• _SET TASK 1_: List every vote count given in the article on Turkey's constitutional reform below, with what each number counts.
• _SET TASK 2_: Extend the article on Turkey's constitutional reform below by writing what comes after its final sentence.

• _SOURCE TEXT_:

┌────────

Saturday, May 08, 2010

Turkey: Generals and Judges Above Law? Let Turks Decide

By Fareed Mahdy
Republished courtesy of
IDN-InDepth NewsAnalysis


ISTANBUL (IDN) – Turkish voters will have to decide by next July whether they want their military and judiciary to continue to be above the law, or to modify their Constitution to end the current situation of several states within the state.

In fact, the decision to submit to a referendum the ruling Justice and Development (AKP) partys package of constitutional amendments comes as a result of Turkish parliaments failure to gather the majority of 367 votes required to transform the proposed changes into a bill.

Instead, the Turkish legislative passed on May 7 the governments changes package --with the sole exception of one article aimed at restricting the current prerogatives to shut down political parties-- with an ample, but insufficient majority of 336 votes in favour and 72 against.

President Abdullah Gull (AKP) is set to put the approved amendments to a referendum to be held within 60 days.

Major opposition parties have strongly reacted against the amendments alleging that, if approved in popular vote as expected, they will give the ruling AKP a wide margin of power over both the judiciary and the military.

The Republican Peoples Party (CHP), the main opposition party, announced that it will appeal to the constitutional court to bloc the referendum.

Such an action might pose a potential danger to the proposed reforms, as the court is formed by judges who belong to the judiciary that the government intends to reform.-

HARNESSING THE JUDICIARY

The amendments package includes constitutional modifications intended to bring the judiciary back to its constitutional functions and competences.

In recent years, the Turkish judiciary has been increasingly politicized and over-self-empowered, and became a kind of de facto political power capable of banning political parties that do not get along with its political interests. In this, the constitutional court has often challenged the ruling AKP party.

If approved, the reformed constitution would extend the constitutional court membership from its current 11 permanent judges and four alternates, to 17. Presently, the President has the prerogative of selecting three judges and the others from a shortlist that senior judges table.

The amendments would instead give the parliament the right to select three judges and the President the mandate to choose the others from a shortlist prepared by a wider group and not only senior judges.

AND THE MILITARY

As far as the military is concerned, the reformed constitution will allow that they are tried in civilian courts, while restricting the current wide powers of military courts.

└────────

• _DATASET RECORDS_:

┌────────

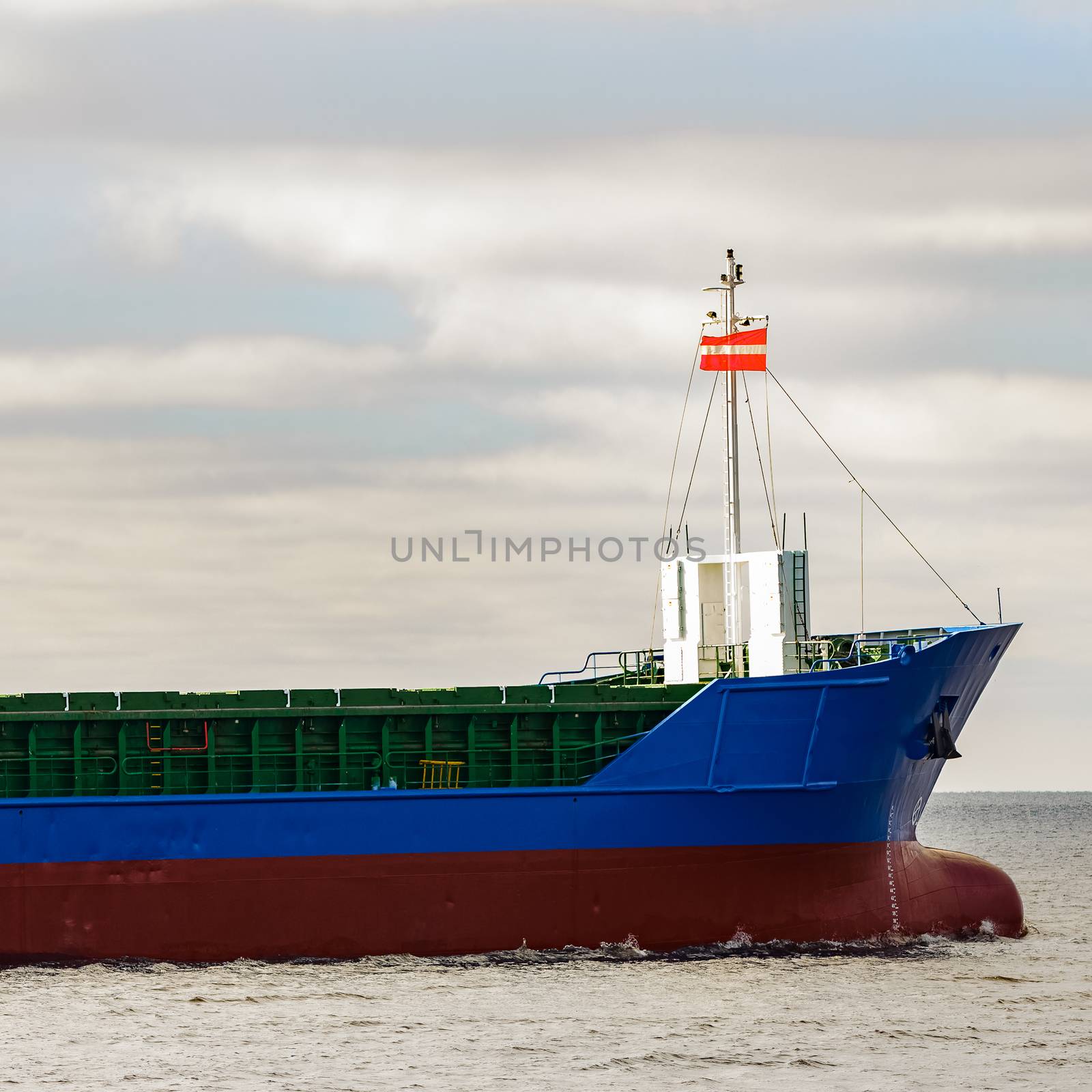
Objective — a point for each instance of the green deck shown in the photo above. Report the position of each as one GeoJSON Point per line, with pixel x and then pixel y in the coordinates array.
{"type": "Point", "coordinates": [309, 741]}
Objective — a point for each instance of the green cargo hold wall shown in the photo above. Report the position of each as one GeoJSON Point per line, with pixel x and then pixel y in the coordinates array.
{"type": "Point", "coordinates": [319, 741]}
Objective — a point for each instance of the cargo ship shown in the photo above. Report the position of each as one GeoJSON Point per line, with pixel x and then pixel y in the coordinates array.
{"type": "Point", "coordinates": [748, 777]}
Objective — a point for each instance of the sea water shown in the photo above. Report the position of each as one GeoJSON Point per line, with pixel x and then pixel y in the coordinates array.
{"type": "Point", "coordinates": [882, 1015]}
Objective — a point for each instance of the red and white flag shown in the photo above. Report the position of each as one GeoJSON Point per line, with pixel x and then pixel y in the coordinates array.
{"type": "Point", "coordinates": [742, 352]}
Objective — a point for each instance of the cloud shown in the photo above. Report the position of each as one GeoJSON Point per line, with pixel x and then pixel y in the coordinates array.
{"type": "Point", "coordinates": [94, 9]}
{"type": "Point", "coordinates": [229, 373]}
{"type": "Point", "coordinates": [576, 258]}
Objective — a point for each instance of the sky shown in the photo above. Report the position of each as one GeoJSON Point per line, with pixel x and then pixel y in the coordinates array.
{"type": "Point", "coordinates": [282, 282]}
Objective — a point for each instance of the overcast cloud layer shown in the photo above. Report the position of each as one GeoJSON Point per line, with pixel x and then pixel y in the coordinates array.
{"type": "Point", "coordinates": [280, 282]}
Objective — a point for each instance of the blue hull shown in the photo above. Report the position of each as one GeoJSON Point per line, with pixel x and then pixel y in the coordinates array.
{"type": "Point", "coordinates": [835, 762]}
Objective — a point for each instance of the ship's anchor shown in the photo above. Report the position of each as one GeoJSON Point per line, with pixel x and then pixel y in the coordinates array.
{"type": "Point", "coordinates": [939, 733]}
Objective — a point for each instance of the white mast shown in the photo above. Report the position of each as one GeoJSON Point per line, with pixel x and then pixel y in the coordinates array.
{"type": "Point", "coordinates": [730, 451]}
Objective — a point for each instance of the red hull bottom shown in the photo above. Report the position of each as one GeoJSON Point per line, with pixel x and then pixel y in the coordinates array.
{"type": "Point", "coordinates": [451, 904]}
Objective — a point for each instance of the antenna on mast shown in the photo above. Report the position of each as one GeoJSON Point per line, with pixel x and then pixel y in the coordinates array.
{"type": "Point", "coordinates": [730, 280]}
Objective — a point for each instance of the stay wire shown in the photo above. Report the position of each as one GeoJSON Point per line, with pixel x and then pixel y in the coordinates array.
{"type": "Point", "coordinates": [762, 469]}
{"type": "Point", "coordinates": [857, 480]}
{"type": "Point", "coordinates": [671, 480]}
{"type": "Point", "coordinates": [697, 453]}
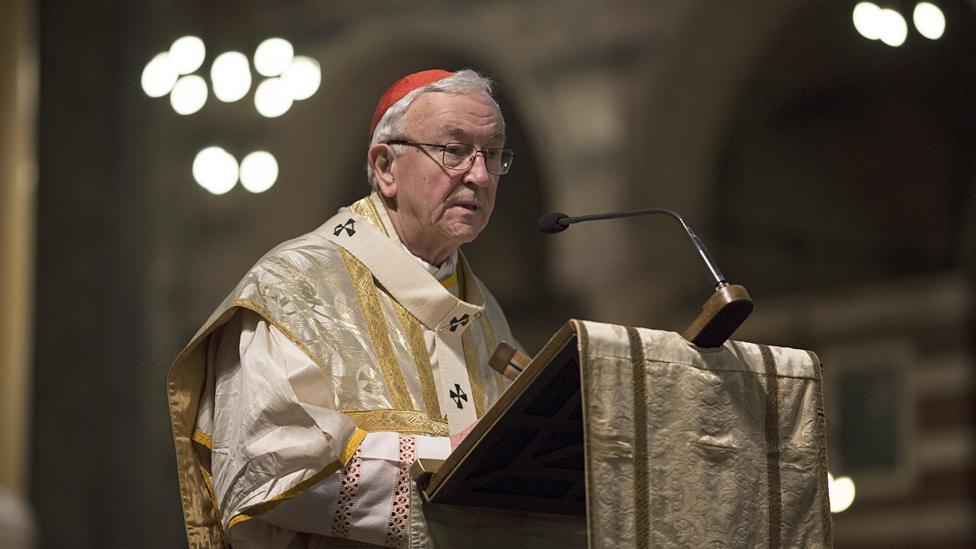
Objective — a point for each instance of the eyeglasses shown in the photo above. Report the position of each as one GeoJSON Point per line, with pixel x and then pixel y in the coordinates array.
{"type": "Point", "coordinates": [461, 156]}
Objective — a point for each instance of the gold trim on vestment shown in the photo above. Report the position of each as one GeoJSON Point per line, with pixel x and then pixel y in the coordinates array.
{"type": "Point", "coordinates": [471, 362]}
{"type": "Point", "coordinates": [822, 444]}
{"type": "Point", "coordinates": [213, 494]}
{"type": "Point", "coordinates": [374, 215]}
{"type": "Point", "coordinates": [354, 441]}
{"type": "Point", "coordinates": [490, 345]}
{"type": "Point", "coordinates": [642, 482]}
{"type": "Point", "coordinates": [369, 305]}
{"type": "Point", "coordinates": [408, 422]}
{"type": "Point", "coordinates": [421, 357]}
{"type": "Point", "coordinates": [774, 496]}
{"type": "Point", "coordinates": [203, 438]}
{"type": "Point", "coordinates": [450, 281]}
{"type": "Point", "coordinates": [365, 208]}
{"type": "Point", "coordinates": [473, 365]}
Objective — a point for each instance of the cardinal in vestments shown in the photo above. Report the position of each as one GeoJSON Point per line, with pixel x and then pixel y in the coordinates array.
{"type": "Point", "coordinates": [347, 353]}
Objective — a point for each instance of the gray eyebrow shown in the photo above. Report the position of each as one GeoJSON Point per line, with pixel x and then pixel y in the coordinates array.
{"type": "Point", "coordinates": [458, 133]}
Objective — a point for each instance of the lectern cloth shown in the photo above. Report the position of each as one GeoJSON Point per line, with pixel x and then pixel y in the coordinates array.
{"type": "Point", "coordinates": [692, 447]}
{"type": "Point", "coordinates": [393, 349]}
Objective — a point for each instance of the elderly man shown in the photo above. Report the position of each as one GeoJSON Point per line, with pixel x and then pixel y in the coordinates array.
{"type": "Point", "coordinates": [347, 353]}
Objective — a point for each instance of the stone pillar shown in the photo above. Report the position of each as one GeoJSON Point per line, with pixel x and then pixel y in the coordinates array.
{"type": "Point", "coordinates": [18, 78]}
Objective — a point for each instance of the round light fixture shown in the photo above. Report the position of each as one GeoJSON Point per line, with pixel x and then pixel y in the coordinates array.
{"type": "Point", "coordinates": [215, 170]}
{"type": "Point", "coordinates": [187, 53]}
{"type": "Point", "coordinates": [273, 56]}
{"type": "Point", "coordinates": [231, 76]}
{"type": "Point", "coordinates": [929, 20]}
{"type": "Point", "coordinates": [259, 171]}
{"type": "Point", "coordinates": [302, 77]}
{"type": "Point", "coordinates": [159, 76]}
{"type": "Point", "coordinates": [189, 94]}
{"type": "Point", "coordinates": [272, 98]}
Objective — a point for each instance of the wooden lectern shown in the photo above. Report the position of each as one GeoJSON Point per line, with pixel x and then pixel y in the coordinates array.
{"type": "Point", "coordinates": [624, 437]}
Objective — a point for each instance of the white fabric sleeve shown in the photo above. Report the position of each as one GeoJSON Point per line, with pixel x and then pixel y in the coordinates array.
{"type": "Point", "coordinates": [364, 501]}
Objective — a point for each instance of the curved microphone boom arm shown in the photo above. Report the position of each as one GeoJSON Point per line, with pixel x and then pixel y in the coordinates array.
{"type": "Point", "coordinates": [725, 310]}
{"type": "Point", "coordinates": [555, 222]}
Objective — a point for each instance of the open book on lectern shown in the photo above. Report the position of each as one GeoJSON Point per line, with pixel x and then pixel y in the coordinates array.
{"type": "Point", "coordinates": [526, 453]}
{"type": "Point", "coordinates": [642, 435]}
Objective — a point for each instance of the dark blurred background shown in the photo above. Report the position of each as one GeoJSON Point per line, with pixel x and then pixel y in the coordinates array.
{"type": "Point", "coordinates": [831, 174]}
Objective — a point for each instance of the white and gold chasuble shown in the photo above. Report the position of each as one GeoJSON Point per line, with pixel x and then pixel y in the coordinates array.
{"type": "Point", "coordinates": [390, 348]}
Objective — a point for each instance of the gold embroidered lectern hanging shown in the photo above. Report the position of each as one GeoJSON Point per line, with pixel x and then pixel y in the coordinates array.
{"type": "Point", "coordinates": [676, 445]}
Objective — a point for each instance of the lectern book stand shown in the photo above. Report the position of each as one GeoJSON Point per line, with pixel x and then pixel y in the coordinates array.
{"type": "Point", "coordinates": [644, 439]}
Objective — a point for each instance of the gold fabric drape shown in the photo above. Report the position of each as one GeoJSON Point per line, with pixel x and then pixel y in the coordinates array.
{"type": "Point", "coordinates": [691, 447]}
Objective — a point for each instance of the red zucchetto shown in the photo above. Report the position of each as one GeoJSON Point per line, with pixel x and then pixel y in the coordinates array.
{"type": "Point", "coordinates": [401, 88]}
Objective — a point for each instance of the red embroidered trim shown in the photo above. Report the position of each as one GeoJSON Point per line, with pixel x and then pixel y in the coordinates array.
{"type": "Point", "coordinates": [396, 529]}
{"type": "Point", "coordinates": [347, 495]}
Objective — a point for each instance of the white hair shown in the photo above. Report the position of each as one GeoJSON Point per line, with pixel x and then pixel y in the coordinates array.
{"type": "Point", "coordinates": [391, 125]}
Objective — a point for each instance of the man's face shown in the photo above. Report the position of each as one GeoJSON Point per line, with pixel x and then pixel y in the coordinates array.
{"type": "Point", "coordinates": [439, 209]}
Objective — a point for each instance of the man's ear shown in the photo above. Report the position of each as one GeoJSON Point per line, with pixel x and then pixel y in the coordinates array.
{"type": "Point", "coordinates": [382, 159]}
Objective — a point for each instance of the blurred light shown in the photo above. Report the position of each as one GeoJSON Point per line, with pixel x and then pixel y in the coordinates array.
{"type": "Point", "coordinates": [272, 98]}
{"type": "Point", "coordinates": [841, 491]}
{"type": "Point", "coordinates": [867, 20]}
{"type": "Point", "coordinates": [259, 171]}
{"type": "Point", "coordinates": [929, 20]}
{"type": "Point", "coordinates": [302, 77]}
{"type": "Point", "coordinates": [189, 94]}
{"type": "Point", "coordinates": [215, 170]}
{"type": "Point", "coordinates": [231, 76]}
{"type": "Point", "coordinates": [894, 28]}
{"type": "Point", "coordinates": [159, 76]}
{"type": "Point", "coordinates": [187, 54]}
{"type": "Point", "coordinates": [273, 56]}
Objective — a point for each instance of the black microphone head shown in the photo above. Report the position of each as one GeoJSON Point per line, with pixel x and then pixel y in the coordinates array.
{"type": "Point", "coordinates": [550, 223]}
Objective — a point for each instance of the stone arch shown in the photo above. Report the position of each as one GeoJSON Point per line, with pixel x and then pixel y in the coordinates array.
{"type": "Point", "coordinates": [847, 174]}
{"type": "Point", "coordinates": [361, 64]}
{"type": "Point", "coordinates": [683, 99]}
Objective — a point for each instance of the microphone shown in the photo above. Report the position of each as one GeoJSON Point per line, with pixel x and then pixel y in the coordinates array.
{"type": "Point", "coordinates": [724, 311]}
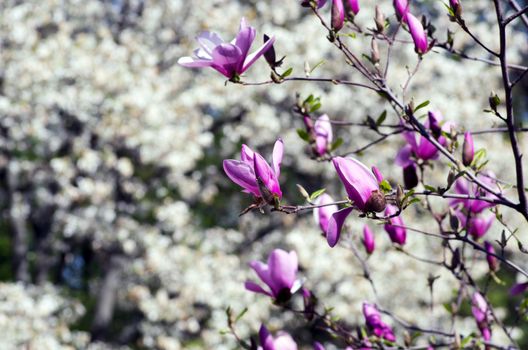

└────────

• _FINAL RESULT 1_:
367: the majority of votes required to turn the proposed changes into a bill
336: the votes in favor of the government's package
72: the votes against it

• _FINAL RESULT 2_:
If approved, the reforms package will eliminate those articles and dispositions that have been granting the army the unique right not to be prosecuted or judged for eventually staging a coup detat.

The objective is to subject the military to the civil laws and civil authorities as it is the case in democratic systems.

The current constitution – which was adopted in 1985 under martial law and heavy pressures by the military -- clearly establishes such impunity, protecting the military from being tried in civilian courts for their past, present and future actions.

TURKS ARE IN FAVOUR

Meanwhile, the Turkish government, chaired by Prime Minister Recep Ergogan, has every reason to hope that voters will give a wide support to constitutional reforms, due to a number of reasons.

One of them is that a number of recent signs and initial evidences regarding an attempt of a military coup detat have contributed to strengthening the Turkish governments plans to reform the constitution.

In fact, the detention over the last few months of over 70 generals, admirals and top commanders and the arrest of nearly 40 of them on coup detat charges, has provided a large popular support to Prime Minister Ergodans plans to elaborate a civilian constitution that might mark the end of military hegemony in Turkey.

This wave of detentions pushed Turkish public opinion to express an overwhelming support to ruling AKP plans. Opinion polls published in March this year gave a clear evidence of this public favour.

According to a poll carried out by MetroPOLL Strategic and Social Research Center, up to 78.7 percent of respondents said Turkey needs judicial reform, while only 17.8 percent disagreed.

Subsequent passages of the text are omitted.